■ Extract provided ■
• • • • • • •

Lulu (also released in the UK as No Orchids for Lulu) is a 1962 Austrian crime drama film written and directed by Rolf Thiele. The film is an adaptation of Frank Wedekind's Lulu plays—Earth Spirit (Erdgeist, 1895) and Pandora's Box (Die Büchse der Pandora, 1904)—and stars Nadja Tiller (as Lulu), O. E. Hasse, and Hildegard Knef.

Sadoul's Dictionary of Films describes Thiele's work as "[a] heavy-handed, almost absurd version" of Wedekind's plays. But Robert von Dassanowsky credits Lulu as one of the "few notable [Austrian] dramas during the early 1960s".

Plot
The story of a sexually enticing young dancer who rises up in society through her relationships with wealthy men, but later falls into poverty and prostitution, culminating in an encounter with Jack 'the Ripper'.

• • • • • • •

■ Data provided ■

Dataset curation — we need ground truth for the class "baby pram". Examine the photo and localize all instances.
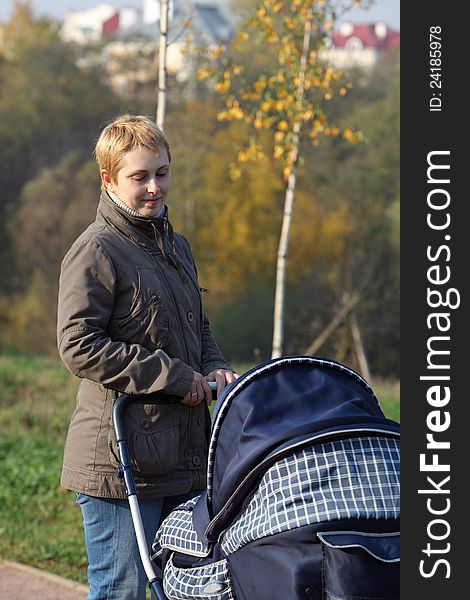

• • • • • • •

■ Set problem A ■
Answer the following about the passage on the film Lulu:
(i) Who wrote and directed the film?
(ii) How does Sadoul's Dictionary of Films describe Thiele's work?
(iii) In the plot, with whom does the dancer's story culminate in an encounter?
■ Set problem B ■
Revise the part of the passage on the film Lulu that opens with the words containing "Lulu (also released" and closes with "Jack 'the Ripper'.", putting "singer" in place of "dancer".

■ Complete answer A ■
(i) Rolf Thiele.
(ii) As "[a] heavy-handed, almost absurd version" of Wedekind's plays.
(iii) Jack 'the Ripper'.

■ Complete answer B ■
Lulu (also released in the UK as No Orchids for Lulu) is a 1962 Austrian crime drama film written and directed by Rolf Thiele. The film is an adaptation of Frank Wedekind's Lulu plays—Earth Spirit (Erdgeist, 1895) and Pandora's Box (Die Büchse der Pandora, 1904)—and stars Nadja Tiller (as Lulu), O. E. Hasse, and Hildegard Knef.

Sadoul's Dictionary of Films describes Thiele's work as "[a] heavy-handed, almost absurd version" of Wedekind's plays. But Robert von Dassanowsky credits Lulu as one of the "few notable [Austrian] dramas during the early 1960s".

Plot
The story of a sexually enticing young singer who rises up in society through her relationships with wealthy men, but later falls into poverty and prostitution, culminating in an encounter with Jack 'the Ripper'.